┌─ Document passage

In February, however, the Supreme Court effectively overturned Lora when it rejected a similar application of the canon of constitutional avoidance in Jennings v. Rodriguez , ––– U.S. ––––, 138 S.Ct. 830, 200 L.Ed.2d 122 (2018). There, considering habeas petitions brought by aliens detained pursuant to Section 1225(b) and 1226(c), the Court held that those provisions are not ambiguous, and that, in the absence of ambiguity, courts may not apply the canon of constitutional avoidance "to rewrite a statute." Jennings , 138 S.Ct. at 843. Consequently, the Supreme Court found that neither Section 1225(b) nor 1226(c) could fairly be read to include a six-month limit on detention. Jennings , 138 S.Ct. at 842–51. The Court did not, however, address whether the denial of individualized bond hearings for aliens detained pursuant to Section 1225(b) or Section 1226(c) violates the Due Process Clause of Constitution; instead, it remanded to the Ninth Circuit to allow that court to consider the parties' constitutional arguments "in the first instance." Id. at 851. The Court subsequently vacated the Second Circuit's opinion in Lora and remanded for similar proceedings. Shanahan v. Lora , ––– U.S. ––––, 138 S.Ct. 1260, 200 L.Ed.2d 415 (2018). On remand, the Second Circuit dismissed Lora as moot, as the removal order in that case had been withdrawn. Lora v. Shanahan , 719 F. App'x 79, 80 (2d Cir. 2018).

└─
┌─ Entries provided

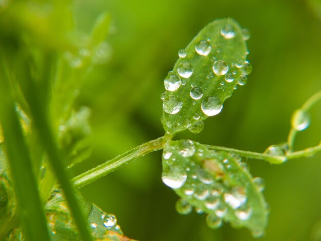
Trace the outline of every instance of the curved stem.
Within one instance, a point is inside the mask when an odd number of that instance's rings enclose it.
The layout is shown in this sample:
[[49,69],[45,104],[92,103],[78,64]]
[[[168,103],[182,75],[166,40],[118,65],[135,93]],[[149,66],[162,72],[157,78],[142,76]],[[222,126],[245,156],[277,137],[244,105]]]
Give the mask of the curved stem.
[[[321,100],[321,91],[316,93],[309,98],[300,108],[300,110],[304,112],[308,112],[315,103],[320,100]],[[293,150],[294,140],[298,132],[298,131],[291,125],[291,128],[288,136],[288,145],[289,145],[289,152],[290,153]]]
[[72,182],[78,188],[84,187],[138,157],[162,149],[164,146],[164,137],[162,136],[142,144],[76,176],[72,179]]

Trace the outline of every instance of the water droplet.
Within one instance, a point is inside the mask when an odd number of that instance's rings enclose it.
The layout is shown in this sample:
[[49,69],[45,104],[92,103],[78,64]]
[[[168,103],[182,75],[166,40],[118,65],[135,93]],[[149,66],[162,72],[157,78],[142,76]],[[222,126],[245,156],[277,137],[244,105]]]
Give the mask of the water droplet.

└─

Which case names written in full with "v." appear in the legal passage on immigration detention?

Jennings v. Rodriguez
Shanahan v. Lora
Lora v. Shanahan